Text shown:
------------
By Naudia

Appomattox Regional Governor's School for the Arts and Technology, Petersburg, Virginia
My mother’s whole life has been like one of those trashy MTV shows I used to watch in secret. Her mother—my grandmother—worked multiple jobs. She moved my mom and uncle from one dingy motel room to the next, smoked cigarettes, and let the scent linger beneath her nails. She didn’t have time for her daughter. Much like her predecessor, my momma filled in the gaps with cigarettes and sex. She’d been desensitized to everything from a young age; to her mother, these habits were seen as pastimes.
I remember listening to Momma tell me bits and pieces of her childhood. She was a chubby, freckled redhead, and, according to her, that was the ugliest combination of the 90s. Little girls cackled and called her every word for fat their juvenile brains could think of. She only felt pretty when her mom dolled her up and took her out for double dates with men twice her age. As she got older, her awkward ridges smoothed over, and the girls of her childhood came around. But the men were always there
Not much is known about my father, except for the fact that he’s a good liar. I see pictures of him as a kid once in a blue moon, whenever my mom decides to show me. We have the same ridge beneath our lips, the same rounded jawline. Sometimes I catch my mom’s gaze lingering on my face too long. I always know why. My parents met when my momma was eighteen. To her, he looked promising—tall, dark, intelligent, protective. He said he was twenty. She believed him. In him, she saw hope and stability. In her, he saw an easy target.
------------
(Records from a data collection)
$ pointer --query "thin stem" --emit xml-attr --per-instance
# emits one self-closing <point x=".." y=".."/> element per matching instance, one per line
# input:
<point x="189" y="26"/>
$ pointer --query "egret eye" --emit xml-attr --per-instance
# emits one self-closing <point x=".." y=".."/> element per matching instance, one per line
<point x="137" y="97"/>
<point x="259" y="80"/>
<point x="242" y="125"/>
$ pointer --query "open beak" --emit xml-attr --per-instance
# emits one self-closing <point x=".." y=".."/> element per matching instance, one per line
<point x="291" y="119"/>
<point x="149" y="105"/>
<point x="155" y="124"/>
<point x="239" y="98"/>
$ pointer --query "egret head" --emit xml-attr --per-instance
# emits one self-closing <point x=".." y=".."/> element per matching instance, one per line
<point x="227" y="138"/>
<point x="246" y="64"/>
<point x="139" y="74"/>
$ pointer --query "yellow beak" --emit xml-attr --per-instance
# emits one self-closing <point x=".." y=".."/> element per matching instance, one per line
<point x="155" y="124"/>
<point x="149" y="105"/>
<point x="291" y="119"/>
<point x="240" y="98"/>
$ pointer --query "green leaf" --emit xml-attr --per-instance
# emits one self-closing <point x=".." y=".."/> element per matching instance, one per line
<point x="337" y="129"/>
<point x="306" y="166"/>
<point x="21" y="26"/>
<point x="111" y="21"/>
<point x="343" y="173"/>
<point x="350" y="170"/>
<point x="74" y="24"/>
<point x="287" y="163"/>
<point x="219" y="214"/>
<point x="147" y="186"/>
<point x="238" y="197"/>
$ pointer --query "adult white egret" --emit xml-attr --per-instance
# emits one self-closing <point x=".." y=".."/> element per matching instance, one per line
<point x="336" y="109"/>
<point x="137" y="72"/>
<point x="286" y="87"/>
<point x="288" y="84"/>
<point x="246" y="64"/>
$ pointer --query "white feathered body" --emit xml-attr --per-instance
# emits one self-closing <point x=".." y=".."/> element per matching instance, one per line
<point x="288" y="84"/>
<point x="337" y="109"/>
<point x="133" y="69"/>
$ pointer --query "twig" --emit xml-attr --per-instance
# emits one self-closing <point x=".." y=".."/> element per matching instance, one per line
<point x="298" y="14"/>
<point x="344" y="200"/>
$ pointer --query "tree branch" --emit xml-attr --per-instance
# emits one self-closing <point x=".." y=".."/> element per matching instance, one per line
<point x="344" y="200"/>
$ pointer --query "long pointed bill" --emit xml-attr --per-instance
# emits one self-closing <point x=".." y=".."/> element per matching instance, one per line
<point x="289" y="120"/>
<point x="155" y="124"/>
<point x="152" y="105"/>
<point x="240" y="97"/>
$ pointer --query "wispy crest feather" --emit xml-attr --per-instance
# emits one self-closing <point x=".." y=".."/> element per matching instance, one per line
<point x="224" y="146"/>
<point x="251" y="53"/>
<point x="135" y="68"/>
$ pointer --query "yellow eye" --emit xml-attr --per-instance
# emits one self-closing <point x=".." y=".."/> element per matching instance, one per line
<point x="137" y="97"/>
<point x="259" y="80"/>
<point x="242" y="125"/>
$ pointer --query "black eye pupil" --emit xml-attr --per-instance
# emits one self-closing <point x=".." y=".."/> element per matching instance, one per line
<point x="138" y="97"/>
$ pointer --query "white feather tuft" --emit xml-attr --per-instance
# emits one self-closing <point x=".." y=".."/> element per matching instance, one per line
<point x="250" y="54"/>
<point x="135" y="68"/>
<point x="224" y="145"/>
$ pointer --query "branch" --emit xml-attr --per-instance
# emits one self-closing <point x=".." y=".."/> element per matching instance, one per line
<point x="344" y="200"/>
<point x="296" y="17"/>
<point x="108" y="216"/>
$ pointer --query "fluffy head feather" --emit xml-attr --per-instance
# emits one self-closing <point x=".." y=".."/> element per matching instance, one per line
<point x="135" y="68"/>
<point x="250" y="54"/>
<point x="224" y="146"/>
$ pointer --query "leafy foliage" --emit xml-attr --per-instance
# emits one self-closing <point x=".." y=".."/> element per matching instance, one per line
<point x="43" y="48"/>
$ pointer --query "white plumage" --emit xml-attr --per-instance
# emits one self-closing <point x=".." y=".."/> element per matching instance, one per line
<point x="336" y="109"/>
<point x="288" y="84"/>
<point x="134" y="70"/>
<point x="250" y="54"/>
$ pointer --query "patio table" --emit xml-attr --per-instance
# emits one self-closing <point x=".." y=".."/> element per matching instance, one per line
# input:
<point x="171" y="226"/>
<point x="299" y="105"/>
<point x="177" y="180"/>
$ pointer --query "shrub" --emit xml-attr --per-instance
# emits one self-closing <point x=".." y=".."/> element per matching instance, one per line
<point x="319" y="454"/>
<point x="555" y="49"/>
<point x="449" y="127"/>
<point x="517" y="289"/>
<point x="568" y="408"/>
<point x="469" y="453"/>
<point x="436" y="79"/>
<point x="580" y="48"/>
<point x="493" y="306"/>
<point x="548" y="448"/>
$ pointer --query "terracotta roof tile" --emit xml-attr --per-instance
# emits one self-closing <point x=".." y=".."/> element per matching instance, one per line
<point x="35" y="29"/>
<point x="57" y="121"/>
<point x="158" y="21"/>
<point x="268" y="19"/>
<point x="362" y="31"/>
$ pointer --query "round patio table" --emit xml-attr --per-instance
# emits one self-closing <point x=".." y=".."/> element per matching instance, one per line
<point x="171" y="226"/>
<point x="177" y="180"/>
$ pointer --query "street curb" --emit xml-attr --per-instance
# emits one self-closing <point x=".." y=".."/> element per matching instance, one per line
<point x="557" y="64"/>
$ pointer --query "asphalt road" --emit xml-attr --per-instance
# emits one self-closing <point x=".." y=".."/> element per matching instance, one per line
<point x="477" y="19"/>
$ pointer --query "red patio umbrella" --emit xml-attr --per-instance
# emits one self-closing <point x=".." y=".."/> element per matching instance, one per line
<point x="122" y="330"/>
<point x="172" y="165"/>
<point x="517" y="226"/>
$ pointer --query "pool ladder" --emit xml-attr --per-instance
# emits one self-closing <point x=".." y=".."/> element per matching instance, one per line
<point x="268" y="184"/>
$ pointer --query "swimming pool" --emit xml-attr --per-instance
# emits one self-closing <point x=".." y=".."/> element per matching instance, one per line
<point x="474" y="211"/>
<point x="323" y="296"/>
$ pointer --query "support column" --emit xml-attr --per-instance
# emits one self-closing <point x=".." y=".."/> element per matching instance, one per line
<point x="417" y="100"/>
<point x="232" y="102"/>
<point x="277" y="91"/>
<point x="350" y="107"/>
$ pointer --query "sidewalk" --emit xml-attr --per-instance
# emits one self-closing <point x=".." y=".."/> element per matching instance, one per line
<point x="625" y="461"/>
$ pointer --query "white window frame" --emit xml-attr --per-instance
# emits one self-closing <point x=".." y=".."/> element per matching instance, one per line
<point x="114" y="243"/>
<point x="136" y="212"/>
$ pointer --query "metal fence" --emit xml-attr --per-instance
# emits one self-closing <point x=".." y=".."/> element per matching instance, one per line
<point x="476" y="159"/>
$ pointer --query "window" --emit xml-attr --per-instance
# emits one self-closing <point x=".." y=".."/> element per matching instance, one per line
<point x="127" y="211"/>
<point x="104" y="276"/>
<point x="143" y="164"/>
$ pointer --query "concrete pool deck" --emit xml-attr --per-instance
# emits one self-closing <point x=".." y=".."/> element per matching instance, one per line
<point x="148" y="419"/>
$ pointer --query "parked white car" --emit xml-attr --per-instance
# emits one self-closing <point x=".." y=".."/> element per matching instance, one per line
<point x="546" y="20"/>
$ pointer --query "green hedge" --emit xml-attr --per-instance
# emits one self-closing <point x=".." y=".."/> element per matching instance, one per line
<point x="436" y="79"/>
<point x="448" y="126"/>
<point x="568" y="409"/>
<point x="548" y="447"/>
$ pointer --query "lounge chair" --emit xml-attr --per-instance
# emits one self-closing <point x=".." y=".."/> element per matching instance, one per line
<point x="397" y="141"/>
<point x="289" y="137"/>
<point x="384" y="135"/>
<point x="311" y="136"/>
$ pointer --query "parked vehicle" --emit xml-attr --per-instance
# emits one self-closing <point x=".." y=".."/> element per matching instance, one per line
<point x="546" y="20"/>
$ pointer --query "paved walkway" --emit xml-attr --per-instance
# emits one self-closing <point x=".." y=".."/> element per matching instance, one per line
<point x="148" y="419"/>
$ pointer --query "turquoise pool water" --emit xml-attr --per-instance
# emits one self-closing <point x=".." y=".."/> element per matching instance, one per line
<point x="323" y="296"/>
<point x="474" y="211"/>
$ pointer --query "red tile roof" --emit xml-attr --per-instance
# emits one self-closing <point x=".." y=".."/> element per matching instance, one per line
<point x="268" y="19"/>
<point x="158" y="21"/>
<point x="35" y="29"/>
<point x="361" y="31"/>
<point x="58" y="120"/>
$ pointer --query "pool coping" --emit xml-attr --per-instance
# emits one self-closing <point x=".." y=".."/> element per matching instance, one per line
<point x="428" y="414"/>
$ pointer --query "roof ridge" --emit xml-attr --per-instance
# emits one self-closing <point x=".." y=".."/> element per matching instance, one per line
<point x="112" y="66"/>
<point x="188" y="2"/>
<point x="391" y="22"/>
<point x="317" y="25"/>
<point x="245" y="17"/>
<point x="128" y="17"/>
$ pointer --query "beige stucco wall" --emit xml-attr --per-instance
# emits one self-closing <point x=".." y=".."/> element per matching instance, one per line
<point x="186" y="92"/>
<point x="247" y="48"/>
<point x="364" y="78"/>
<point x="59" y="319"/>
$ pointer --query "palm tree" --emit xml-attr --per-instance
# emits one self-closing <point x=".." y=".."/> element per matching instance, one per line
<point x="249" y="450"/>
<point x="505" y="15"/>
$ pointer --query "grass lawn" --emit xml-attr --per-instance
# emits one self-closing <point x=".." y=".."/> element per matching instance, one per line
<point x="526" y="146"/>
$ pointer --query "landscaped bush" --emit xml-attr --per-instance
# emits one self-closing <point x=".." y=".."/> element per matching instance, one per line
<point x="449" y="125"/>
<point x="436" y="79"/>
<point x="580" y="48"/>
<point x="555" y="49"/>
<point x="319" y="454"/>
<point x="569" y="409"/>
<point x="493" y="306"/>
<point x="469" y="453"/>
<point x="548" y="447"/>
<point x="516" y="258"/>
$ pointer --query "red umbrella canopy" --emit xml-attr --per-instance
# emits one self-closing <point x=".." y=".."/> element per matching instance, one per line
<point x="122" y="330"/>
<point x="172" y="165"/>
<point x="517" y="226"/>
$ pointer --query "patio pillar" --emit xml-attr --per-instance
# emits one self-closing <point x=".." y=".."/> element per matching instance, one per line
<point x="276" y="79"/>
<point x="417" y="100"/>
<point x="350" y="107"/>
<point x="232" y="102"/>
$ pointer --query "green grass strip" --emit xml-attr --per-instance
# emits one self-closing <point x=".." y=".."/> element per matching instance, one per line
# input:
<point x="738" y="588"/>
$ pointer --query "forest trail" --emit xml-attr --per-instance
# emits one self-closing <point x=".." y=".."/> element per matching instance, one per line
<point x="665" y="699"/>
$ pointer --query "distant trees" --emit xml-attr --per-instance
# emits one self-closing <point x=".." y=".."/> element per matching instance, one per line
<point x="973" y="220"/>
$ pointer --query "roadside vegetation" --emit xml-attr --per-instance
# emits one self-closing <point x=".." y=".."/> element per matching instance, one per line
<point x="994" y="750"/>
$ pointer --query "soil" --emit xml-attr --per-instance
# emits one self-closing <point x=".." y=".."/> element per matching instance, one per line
------------
Check your understanding:
[A] Answer these questions using the essay about the writer's mother:
(i) Where did the grandmother move the mother and uncle?
(ii) How does the mother describe her looks as a child?
(iii) How old did the father claim to be when the parents met?
[B] Carry on the essay about the writer's mother, picking up after its last sentence.
The data have no connection to the essay about the writer's mother.

Outputs by task:
[A]
(i) From one dingy motel room to the next.
(ii) She was a chubby, freckled redhead.
(iii) Twenty.

[B]
I tell people my father didn’t stick around, but I know that’s not entirely true. He still forces himself into my stream of consciousness. My momma once said I look exactly like my father during one of our arguments. Every once in a while, I search him up on Facebook and grieve over our striking resemblance. To me, he is calculated affection and explosive anger. The more I dwell on it, the more I realize the apple doesn’t fall far from the tree. My anger scalds my cheeks. My promises are sporadically kept. Sometimes I find myself ready to hurt others to get what I want.
My mother is everything I hate about myself. We spill our guts to get what we want, and we explode when it doesn’t work. Our tears grate against our waterlines; we are pretty only sometimes. The faults before me have become my own. Even during my happiest moments, there is a collision within me—father and mother, hunter and hunted, them and me.